Assignment 1:
Answer these questions using the forum discussion about mastering:
(a) Who is named as having done the mastering for the VT sessions?
(b) According to the mastering engineer's reply, what should be done when the supplied masters are clipped?
(c) What location is listed for Paul.S?
Assignment 2: From the forum discussion about mastering, list every person named in the quoted passage that begins "So it's your position, Jeff."
Assignment 3: Pick up the forum discussion about mastering after its final sentence by writing the reply that follows the quoted question.

Document text:
○ ○ ○ ○

Posted September 24 2004 - 04:24 AM

Quote:
So it's your position, Jeff, that Howie Weinberg--who has been involved in the mastering of way more recordings than Ged, Alex and Neil put together--was just out to lunch during his VT mastering sessions and the fault is exclusively his?

Speaking from experience as a mastering engineer, yes, that is my position. If the supplied masters are clipped, you request new ones. Getting a hot signal to replication by limiting the hell out of the masters is one thing, but allowing multiple, consecutive overs is sloppy engineering, and is easily correctable with today's tools.

#13 of 50 Paul.S

Paul.S

    Producer

  • 3,805 posts
  • Join Date: Mar 29 2000
  • Real Name:Paul
  • LocationHollywood, California

Posted September 24 2004 - 05:56 AM

Quote:
That doesn't sound quite right. I'm not saying you're wrong, it just sounds weird. If they weren't happy with the mixes, why not bring in someone different to make new MIXES, instead of trying to fix it in mastering?

○ ○ ○ ○

Data:
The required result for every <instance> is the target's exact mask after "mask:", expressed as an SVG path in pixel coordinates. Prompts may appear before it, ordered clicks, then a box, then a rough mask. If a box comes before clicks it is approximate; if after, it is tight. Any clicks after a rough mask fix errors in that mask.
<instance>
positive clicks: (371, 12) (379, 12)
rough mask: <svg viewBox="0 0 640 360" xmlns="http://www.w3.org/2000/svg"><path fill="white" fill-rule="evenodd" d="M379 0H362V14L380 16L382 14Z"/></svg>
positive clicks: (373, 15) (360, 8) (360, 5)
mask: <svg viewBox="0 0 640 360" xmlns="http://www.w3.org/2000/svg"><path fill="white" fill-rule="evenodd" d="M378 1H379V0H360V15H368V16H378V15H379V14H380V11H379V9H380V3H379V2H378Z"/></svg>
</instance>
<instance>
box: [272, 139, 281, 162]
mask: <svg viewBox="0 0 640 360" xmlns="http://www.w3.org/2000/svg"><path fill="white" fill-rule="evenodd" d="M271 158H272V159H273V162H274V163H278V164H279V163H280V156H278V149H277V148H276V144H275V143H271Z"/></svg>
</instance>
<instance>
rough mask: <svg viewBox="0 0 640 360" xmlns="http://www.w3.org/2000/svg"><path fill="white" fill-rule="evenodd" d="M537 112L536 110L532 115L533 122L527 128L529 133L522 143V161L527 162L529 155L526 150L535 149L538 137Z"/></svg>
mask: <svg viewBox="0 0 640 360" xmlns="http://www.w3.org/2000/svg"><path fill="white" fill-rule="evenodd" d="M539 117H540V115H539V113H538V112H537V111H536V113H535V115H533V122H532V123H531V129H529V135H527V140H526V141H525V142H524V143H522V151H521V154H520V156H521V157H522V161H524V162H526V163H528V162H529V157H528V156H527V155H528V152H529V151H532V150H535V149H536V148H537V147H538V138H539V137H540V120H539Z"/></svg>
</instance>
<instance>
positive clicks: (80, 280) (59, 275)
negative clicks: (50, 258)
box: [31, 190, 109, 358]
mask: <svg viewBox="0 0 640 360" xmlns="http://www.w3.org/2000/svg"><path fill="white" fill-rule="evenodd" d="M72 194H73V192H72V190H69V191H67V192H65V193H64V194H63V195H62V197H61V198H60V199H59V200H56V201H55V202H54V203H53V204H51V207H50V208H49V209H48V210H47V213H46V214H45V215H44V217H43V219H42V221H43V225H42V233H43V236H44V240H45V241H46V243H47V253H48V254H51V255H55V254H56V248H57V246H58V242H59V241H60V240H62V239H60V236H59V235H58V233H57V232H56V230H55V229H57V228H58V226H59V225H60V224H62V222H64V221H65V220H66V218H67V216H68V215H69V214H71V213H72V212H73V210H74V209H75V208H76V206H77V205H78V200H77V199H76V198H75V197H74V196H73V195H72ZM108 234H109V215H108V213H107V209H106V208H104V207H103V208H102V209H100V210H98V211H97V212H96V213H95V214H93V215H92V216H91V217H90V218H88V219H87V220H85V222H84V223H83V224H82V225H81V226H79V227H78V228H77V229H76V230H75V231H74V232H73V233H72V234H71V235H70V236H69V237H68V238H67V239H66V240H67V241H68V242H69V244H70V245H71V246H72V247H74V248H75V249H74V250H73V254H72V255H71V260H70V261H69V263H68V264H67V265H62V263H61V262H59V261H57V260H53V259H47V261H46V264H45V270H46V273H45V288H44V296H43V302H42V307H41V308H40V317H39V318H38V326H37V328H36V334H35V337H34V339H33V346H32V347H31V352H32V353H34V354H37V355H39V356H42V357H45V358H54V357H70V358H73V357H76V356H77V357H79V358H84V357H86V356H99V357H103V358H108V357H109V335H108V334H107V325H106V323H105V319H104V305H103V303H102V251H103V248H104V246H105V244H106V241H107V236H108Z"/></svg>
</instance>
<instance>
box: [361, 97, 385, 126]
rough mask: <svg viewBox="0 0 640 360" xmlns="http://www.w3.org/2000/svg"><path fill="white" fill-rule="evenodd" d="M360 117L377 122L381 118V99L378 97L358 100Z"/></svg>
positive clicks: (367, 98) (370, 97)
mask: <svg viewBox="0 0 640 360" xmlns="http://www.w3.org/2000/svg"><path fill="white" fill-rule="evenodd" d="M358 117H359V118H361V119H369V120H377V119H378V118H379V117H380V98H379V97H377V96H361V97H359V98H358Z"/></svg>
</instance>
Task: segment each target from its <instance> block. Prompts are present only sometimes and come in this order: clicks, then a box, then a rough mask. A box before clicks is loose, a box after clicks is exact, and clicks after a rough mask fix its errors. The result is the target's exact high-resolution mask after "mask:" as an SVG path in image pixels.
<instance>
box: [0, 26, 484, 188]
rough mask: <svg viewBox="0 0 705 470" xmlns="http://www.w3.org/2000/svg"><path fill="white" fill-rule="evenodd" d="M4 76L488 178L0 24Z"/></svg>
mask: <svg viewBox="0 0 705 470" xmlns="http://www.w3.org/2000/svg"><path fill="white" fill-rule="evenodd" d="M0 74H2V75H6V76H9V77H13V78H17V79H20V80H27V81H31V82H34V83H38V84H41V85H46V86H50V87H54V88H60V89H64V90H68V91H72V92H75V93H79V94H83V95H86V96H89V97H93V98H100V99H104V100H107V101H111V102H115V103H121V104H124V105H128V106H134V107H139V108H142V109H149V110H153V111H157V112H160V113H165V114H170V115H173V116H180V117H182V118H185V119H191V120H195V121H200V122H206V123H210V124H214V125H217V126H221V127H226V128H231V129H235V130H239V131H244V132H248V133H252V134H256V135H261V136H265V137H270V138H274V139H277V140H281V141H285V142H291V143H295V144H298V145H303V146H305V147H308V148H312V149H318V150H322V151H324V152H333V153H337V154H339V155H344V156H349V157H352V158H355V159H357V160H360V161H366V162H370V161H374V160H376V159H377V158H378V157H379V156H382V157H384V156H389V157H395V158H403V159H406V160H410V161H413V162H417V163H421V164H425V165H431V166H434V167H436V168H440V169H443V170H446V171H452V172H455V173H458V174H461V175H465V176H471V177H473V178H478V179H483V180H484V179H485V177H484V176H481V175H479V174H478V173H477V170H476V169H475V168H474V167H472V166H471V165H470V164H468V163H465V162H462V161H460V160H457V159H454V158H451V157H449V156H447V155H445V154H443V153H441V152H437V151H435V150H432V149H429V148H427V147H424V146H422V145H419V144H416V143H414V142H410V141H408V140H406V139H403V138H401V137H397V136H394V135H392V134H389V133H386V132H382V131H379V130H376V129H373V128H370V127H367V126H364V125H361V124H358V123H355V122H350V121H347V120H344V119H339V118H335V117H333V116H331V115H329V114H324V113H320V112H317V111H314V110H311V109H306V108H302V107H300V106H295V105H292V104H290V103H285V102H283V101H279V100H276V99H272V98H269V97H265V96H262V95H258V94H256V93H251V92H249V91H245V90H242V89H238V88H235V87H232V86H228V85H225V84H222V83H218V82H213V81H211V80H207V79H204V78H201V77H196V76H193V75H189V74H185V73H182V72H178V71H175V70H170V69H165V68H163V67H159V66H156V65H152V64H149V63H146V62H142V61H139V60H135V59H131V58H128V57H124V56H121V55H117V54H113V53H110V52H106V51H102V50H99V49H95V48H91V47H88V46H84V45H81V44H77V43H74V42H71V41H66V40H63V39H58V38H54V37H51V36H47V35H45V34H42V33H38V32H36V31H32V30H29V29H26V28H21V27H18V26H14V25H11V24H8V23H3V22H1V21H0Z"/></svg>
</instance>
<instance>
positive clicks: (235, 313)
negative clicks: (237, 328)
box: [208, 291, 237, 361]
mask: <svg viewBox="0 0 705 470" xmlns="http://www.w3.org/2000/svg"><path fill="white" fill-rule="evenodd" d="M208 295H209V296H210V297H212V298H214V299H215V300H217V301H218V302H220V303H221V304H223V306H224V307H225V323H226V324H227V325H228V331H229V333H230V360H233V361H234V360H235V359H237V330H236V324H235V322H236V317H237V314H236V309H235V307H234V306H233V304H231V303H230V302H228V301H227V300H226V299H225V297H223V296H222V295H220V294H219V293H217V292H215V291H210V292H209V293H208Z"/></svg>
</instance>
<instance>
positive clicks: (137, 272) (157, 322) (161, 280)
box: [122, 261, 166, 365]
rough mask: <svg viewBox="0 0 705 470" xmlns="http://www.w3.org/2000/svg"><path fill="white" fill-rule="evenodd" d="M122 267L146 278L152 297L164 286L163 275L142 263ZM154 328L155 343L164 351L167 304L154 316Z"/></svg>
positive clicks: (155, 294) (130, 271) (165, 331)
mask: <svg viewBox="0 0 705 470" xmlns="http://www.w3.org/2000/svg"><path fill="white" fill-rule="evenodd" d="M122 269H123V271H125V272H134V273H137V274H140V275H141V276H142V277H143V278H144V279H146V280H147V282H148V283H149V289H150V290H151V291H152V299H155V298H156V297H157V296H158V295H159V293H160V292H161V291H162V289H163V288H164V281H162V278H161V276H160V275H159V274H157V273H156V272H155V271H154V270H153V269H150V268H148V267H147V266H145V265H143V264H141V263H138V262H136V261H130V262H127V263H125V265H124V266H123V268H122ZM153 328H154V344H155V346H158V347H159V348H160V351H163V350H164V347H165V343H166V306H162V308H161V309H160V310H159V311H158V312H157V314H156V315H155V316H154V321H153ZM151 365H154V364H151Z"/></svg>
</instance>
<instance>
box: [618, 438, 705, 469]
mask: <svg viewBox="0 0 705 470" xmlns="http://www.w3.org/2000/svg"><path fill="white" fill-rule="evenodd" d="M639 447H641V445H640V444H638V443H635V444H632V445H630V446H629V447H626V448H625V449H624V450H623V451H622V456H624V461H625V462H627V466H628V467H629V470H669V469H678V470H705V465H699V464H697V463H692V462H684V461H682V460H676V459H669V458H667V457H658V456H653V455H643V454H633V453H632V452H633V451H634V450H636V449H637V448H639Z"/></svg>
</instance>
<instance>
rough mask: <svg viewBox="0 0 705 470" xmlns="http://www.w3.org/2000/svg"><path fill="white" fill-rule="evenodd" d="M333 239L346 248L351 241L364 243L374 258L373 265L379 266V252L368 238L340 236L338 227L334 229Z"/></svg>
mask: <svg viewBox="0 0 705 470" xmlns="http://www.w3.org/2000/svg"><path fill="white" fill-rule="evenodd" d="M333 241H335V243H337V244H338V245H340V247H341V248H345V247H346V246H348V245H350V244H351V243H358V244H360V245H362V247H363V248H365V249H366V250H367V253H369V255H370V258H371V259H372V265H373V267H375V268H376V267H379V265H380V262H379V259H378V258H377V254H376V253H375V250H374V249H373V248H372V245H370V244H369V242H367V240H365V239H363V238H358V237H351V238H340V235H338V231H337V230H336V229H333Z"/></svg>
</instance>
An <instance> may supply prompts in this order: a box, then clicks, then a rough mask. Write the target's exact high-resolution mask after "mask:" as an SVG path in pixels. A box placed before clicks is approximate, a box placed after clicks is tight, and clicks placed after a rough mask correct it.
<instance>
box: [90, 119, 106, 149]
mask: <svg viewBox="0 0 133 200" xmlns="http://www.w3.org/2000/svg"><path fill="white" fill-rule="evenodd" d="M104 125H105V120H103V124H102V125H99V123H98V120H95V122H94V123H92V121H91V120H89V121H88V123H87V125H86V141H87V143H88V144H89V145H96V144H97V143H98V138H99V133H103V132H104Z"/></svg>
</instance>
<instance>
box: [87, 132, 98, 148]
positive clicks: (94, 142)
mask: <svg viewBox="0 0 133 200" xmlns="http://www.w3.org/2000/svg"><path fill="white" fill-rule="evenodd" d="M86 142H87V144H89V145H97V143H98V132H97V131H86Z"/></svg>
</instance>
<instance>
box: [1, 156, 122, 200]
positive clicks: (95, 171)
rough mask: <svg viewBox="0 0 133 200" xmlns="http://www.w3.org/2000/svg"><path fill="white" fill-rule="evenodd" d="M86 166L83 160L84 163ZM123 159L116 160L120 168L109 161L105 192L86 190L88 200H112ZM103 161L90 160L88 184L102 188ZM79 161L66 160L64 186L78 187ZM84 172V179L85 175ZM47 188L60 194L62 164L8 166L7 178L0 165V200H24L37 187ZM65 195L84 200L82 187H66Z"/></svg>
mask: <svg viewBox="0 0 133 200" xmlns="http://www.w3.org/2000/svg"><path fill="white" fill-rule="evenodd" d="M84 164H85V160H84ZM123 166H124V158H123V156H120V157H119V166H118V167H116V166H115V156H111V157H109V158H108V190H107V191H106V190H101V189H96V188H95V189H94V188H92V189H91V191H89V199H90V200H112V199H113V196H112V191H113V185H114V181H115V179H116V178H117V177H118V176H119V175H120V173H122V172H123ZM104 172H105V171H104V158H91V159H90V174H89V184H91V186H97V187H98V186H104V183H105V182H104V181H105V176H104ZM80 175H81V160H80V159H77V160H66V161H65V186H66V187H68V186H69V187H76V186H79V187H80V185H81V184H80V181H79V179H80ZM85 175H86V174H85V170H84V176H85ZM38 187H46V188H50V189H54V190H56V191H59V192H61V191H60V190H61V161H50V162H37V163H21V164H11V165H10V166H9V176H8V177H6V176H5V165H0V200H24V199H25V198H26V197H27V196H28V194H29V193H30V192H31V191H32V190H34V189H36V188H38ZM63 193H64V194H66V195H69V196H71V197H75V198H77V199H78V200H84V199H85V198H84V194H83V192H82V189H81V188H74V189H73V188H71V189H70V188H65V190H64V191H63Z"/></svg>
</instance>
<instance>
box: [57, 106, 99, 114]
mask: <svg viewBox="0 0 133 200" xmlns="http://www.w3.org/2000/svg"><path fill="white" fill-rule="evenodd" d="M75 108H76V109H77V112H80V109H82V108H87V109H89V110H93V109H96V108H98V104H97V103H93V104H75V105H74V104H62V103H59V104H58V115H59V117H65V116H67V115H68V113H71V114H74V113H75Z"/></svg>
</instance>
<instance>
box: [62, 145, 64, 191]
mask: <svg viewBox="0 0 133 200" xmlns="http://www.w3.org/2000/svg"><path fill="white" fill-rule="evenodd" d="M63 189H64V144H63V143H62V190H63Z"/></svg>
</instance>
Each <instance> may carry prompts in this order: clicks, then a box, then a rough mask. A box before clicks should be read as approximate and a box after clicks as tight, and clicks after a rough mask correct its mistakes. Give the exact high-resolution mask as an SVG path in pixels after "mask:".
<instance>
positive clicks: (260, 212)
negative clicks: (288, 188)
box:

○ ○ ○ ○

Expected answer 1:
(a) Howie Weinberg
(b) New masters should be requested.
(c) Hollywood, California

Expected answer 2: Jeff, Howie Weinberg, Ged, Alex, Neil

Expected answer 3:
I agree. And, based upon interviews WRT how the album came together, I don't think the band was under label pressure to meet a deadline such that they would forgo new mixes because of a lack of time if they felt they were necessary. Maybe this is an incorrect presumption though.
Quote:
Badly recorded tracks aren't going to give you that kind of insane clipping, that's strictly a mastering issue.
Please explain. It's my understanding that, given the brick wall that is 0dB when recording digitally, you can very much distort/clip a signal by recording it too hot.

Herschel said:
Quote:
I've seen a number of discussions about this trend, and the general consensus is that the mastering engineers don't want to clip everything this badly, but the labels are forcing them to do it.
Jeff said:
Quote:
If the supplied masters are clipped, you request new ones.
So Howie would insist upon clean masters from the recording engineer/band, but then roll over when the label insists on distorting those clean masters in the mastering process? It doesn't make sense.

I think ideally, Jeff, a mastering engineer should get/ask for clean masters, but saying that that always is what does happen is like saying that whatever the cinematographer wants is how the shot will look, director be damned.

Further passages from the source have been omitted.